Exercise: Reproduce only the stretch of data from the line containing "Task: locate the puppy head." through the line containing "column 436, row 249", swapping "puppy head" for "dog's head" and leaving everything else unchanged.

Data entries:
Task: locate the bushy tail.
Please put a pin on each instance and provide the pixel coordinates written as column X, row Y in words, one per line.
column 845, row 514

* * *

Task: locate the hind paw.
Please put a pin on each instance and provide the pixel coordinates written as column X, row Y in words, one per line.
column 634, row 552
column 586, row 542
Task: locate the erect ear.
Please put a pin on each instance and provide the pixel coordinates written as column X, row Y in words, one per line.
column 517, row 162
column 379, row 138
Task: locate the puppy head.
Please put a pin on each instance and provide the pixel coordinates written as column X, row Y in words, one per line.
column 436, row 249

* * *

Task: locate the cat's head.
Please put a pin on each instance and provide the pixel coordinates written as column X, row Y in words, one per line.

Solved exercise:
Task: locate the dog's head.
Please put a pin on each instance and provide the pixel coordinates written as column X, row Y in words, one per line.
column 436, row 249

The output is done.